| SHORT TASK |
Copy out all of the lines below, requests included, and shift every number in the answer coordinate pairs by -63. Leave the pictures out.

==============================

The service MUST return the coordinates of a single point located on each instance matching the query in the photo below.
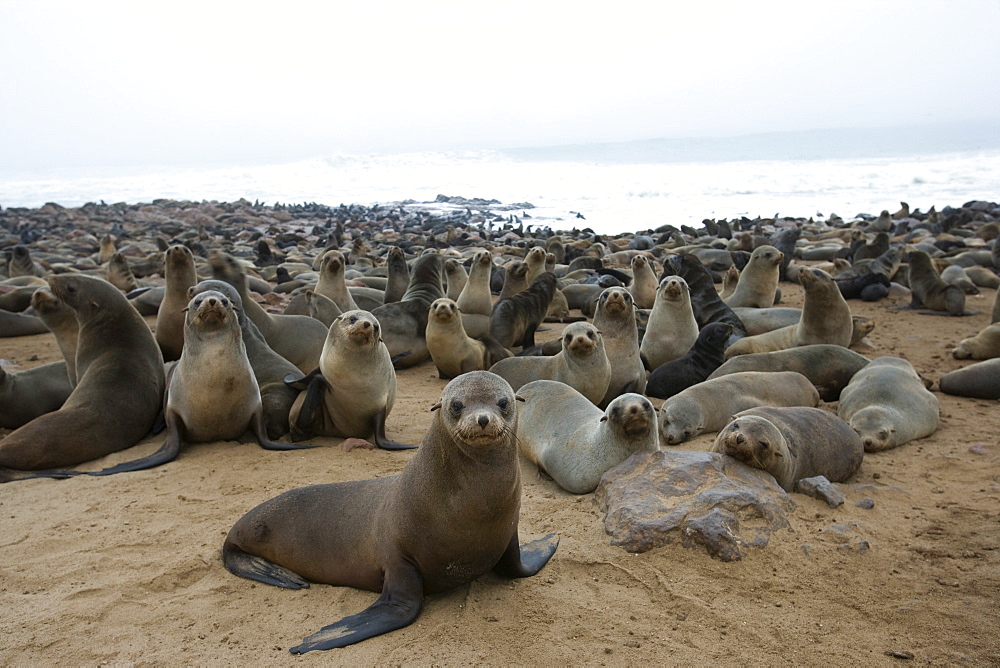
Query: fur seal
(119, 388)
(514, 320)
(615, 320)
(826, 318)
(582, 364)
(27, 394)
(792, 444)
(564, 434)
(828, 367)
(672, 328)
(887, 404)
(353, 390)
(980, 380)
(212, 394)
(475, 298)
(404, 323)
(706, 355)
(709, 405)
(180, 275)
(269, 368)
(983, 346)
(759, 279)
(929, 291)
(297, 338)
(705, 301)
(454, 352)
(450, 516)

==============================

| COMPLETE ANSWER |
The service MUST return the coordinates of a single point located on each instance matching the query in the photo below.
Query: fur seal
(56, 325)
(451, 257)
(552, 257)
(763, 255)
(519, 301)
(-36, 331)
(729, 381)
(501, 371)
(765, 304)
(609, 265)
(824, 341)
(290, 327)
(917, 317)
(149, 331)
(412, 235)
(341, 260)
(643, 292)
(646, 342)
(117, 212)
(206, 305)
(920, 283)
(696, 216)
(866, 228)
(234, 275)
(642, 238)
(391, 289)
(387, 453)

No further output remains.